(DATA SUPPLIED)
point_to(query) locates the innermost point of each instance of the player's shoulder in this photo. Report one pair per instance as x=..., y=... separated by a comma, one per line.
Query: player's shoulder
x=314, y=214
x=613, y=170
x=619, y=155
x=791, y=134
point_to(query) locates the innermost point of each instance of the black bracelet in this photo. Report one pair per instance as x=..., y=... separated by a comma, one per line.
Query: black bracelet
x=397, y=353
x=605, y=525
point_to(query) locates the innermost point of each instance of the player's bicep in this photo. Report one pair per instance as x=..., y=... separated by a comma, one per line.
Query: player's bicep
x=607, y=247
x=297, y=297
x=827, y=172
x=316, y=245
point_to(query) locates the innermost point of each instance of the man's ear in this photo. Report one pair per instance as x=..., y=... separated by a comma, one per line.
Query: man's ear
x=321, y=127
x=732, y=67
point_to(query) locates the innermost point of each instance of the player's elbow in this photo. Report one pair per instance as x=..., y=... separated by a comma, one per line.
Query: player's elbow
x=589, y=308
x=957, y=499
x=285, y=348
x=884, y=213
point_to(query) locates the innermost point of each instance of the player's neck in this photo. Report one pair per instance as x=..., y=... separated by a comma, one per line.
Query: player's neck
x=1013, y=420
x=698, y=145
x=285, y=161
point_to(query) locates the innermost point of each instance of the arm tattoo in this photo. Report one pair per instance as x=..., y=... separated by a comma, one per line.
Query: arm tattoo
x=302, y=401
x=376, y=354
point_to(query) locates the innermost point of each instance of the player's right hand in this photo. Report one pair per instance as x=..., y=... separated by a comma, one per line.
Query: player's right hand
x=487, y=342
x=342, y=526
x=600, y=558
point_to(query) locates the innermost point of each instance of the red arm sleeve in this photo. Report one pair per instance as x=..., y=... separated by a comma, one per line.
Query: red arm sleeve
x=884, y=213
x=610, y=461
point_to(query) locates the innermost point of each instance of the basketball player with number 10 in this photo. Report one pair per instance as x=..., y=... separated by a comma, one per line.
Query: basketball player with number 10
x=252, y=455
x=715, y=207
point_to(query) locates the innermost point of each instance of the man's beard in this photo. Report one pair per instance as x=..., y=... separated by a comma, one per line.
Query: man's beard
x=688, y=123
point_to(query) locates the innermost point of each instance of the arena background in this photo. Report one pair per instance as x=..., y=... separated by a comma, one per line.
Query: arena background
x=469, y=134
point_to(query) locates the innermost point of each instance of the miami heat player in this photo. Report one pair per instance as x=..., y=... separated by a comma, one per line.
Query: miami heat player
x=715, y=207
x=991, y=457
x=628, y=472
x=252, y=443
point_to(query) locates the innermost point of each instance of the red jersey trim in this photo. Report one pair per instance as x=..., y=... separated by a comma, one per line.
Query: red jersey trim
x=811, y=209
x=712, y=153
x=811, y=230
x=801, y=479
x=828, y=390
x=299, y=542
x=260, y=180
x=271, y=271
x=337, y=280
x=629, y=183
(End DATA SUPPLIED)
Output the records above, each one exactly, with none left out.

point_to(query) locates the innermost point of each instance of the player's shoulder in this photo. Report one pair per instance as x=..., y=... separated by a comma, one per line.
Query: player's shoulder
x=314, y=214
x=613, y=170
x=619, y=155
x=791, y=134
point_to(query) locates the innermost point of each instance of the black bracelet in this photo. Report one pair per instance as x=..., y=... separated by a comma, one per line.
Query: black bracelet
x=397, y=353
x=605, y=525
point_to(query) locates the innermost point of each instance of the player's bicep in this photo. Report one pair per instance as x=..., y=... separated by a comma, one per line.
Query: player's bicep
x=607, y=247
x=297, y=297
x=827, y=172
x=316, y=245
point_to(query) locates the innermost point of each instance of the man's ear in this photo. Report one pair per instance as x=..., y=... separated by a comma, one per line.
Query: man's ear
x=321, y=127
x=732, y=67
point_to(query) locates the innermost point of each instance of the player's elbow in this photo. Report one pair per instance as x=..., y=... separated by a comma, one per line.
Query: player's elbow
x=589, y=308
x=957, y=499
x=285, y=348
x=884, y=213
point_to(query) locates the innermost point of each instance of the player's neck in this photo. Report one pair per instance as x=..., y=... separated by a comma, one per line.
Query: player's neck
x=1013, y=420
x=698, y=145
x=285, y=161
point_to(query) locates the innermost point of each instance of the arm tattoo in this photo. Report one pair per instance as x=..., y=... separated by a comma, one per line.
Query: arm tattoo
x=302, y=401
x=376, y=354
point_to(query) locates the innermost point of each instance of the player's right hand in this photo. Report one pair per instance as x=..., y=... separated by a comma, one per line.
Query: player's right hand
x=487, y=342
x=342, y=526
x=600, y=558
point_to(query) locates the innermost point of each instance of the red arm sleeve in this photo. Report one pair per instance as x=..., y=... separated by a comma, one per line.
Query: red arm sleeve
x=884, y=213
x=610, y=461
point_to(query) locates the innermost point of each instance of the basketball player with number 10 in this photo. Report one pair per instance as x=..., y=... separated by a comma, one per line.
Query: basketball player with number 10
x=252, y=455
x=715, y=207
point_to(query) locates the innermost point of each instance of the man's beard in this photo. Report one pair per instance as x=..., y=... separated by a comma, one per line.
Query: man's beard
x=688, y=123
point_to(query) locates the innermost point of each instance of the arena background in this photo. Report one pair per instance as x=..., y=... separated by a comma, one per line.
Query: arena background
x=469, y=134
point_to(query) locates the innermost point of each instance of the miami heat player in this photo. Report one pair per instance as x=..., y=... separated by a comma, one per line.
Query: miami heat player
x=715, y=207
x=991, y=457
x=628, y=472
x=252, y=443
point_to(query) locates the innermost point of each instance of the red jersey trim in this photo. Report one pair per instance as x=..., y=... separated by a comma, one per line.
Query: red jersey trim
x=811, y=209
x=712, y=153
x=811, y=230
x=801, y=479
x=828, y=390
x=299, y=542
x=260, y=180
x=271, y=271
x=337, y=280
x=629, y=183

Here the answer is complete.